Problem statement
Starting with the line that contains "Rules: pick out each instance of the bare" and ending with the last line of the entries, set out each line as one string in a JSON list, skipping blank lines.

>> Start Entries shown

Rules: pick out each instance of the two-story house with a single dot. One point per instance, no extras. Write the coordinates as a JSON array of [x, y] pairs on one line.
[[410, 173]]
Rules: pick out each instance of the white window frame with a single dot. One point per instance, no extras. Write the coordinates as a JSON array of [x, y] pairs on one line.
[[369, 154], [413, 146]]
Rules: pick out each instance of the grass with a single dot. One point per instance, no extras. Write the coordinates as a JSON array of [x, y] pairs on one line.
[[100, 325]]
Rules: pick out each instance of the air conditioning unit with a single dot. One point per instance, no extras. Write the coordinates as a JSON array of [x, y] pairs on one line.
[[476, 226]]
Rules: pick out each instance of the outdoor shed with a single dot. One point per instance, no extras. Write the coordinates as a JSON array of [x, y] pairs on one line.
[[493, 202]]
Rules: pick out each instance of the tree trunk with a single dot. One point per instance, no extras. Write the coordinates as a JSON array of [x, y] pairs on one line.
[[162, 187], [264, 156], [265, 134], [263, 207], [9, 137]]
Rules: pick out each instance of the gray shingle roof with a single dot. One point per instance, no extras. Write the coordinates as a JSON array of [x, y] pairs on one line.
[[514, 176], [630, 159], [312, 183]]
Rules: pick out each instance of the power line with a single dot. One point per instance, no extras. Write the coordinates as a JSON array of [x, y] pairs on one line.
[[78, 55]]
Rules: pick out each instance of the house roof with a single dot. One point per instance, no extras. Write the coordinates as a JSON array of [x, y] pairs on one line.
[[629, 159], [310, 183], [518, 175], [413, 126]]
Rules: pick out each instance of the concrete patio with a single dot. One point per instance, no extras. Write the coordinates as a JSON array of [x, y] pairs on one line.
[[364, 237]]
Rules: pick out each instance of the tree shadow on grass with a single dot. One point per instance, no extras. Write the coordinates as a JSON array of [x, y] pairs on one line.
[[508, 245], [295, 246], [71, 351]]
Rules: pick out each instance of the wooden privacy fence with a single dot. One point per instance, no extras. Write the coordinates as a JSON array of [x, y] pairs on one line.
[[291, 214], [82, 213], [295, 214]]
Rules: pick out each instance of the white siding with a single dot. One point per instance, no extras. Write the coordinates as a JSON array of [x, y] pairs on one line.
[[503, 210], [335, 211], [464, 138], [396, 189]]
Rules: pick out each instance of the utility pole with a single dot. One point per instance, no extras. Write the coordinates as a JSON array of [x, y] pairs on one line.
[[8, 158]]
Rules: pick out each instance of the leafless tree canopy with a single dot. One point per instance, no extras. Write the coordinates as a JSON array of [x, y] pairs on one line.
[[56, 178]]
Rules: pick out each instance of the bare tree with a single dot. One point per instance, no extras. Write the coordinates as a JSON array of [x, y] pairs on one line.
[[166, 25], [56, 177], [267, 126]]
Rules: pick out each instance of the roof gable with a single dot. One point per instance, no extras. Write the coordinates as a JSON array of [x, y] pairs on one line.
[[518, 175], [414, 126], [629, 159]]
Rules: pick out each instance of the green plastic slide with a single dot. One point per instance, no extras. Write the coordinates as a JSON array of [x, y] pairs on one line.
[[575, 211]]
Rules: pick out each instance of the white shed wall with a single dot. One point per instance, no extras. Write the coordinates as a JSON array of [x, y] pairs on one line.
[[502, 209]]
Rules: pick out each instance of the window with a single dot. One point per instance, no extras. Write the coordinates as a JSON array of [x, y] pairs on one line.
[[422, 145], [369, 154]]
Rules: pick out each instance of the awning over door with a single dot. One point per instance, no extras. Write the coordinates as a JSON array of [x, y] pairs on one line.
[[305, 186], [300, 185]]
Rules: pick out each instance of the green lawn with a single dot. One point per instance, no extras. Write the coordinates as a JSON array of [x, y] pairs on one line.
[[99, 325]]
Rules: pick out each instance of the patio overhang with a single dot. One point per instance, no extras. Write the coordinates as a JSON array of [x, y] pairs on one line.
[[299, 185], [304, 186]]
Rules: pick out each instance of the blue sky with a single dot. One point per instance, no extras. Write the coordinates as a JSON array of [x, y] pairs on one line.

>> End Entries shown

Solution to this problem
[
  "Rules: pick out each instance of the bare tree with a single dot. One point per instance, no extras. Write the coordinates as a JSON array of [x, y] pairs on one line.",
  "[[166, 25], [56, 177], [267, 126]]",
  "Rules: pick out each instance of the roof gable with a single dot. One point per instance, no extras. Write the coordinates as a JSON array of [x, y] pairs on one line.",
  "[[518, 175], [414, 126], [629, 159]]",
  "Rules: pick out each instance of the green plastic slide with a single dot. One point per instance, no extras. Write the coordinates as a JSON array of [x, y] pairs on one line.",
  "[[575, 211]]",
  "Rules: pick out each instance of the white shed wall with a single dot. One point per instance, no extras. Write the coordinates as a JSON array of [x, y] pairs on one line.",
  "[[502, 209]]",
  "Rules: pick out each instance of the window with a single dot. One point per instance, no extras. Write the coordinates as a JSON array of [x, y] pairs on one line.",
  "[[422, 145], [369, 154]]",
  "Rules: pick out each instance of the awning over door with a single dot. One point per instance, no extras. Write the coordinates as a JSON array of [x, y] pairs on one line.",
  "[[305, 186], [300, 185]]",
  "Rules: pick out each instance of the green lawn with a single dot. One point per instance, no extras. Write the coordinates as a JSON array of [x, y] pairs on one line.",
  "[[99, 325]]",
  "Rules: pick out each instance of the patio overhang with a single dot. One point per instance, no extras. Write the coordinates as a JSON array of [x, y] pairs on one line.",
  "[[299, 185], [304, 186]]",
  "Rules: pick out each instance of the blue sky with a single dot. One point per instance, no extras. Write the coordinates as a JSON array of [x, y] pairs on one line."
]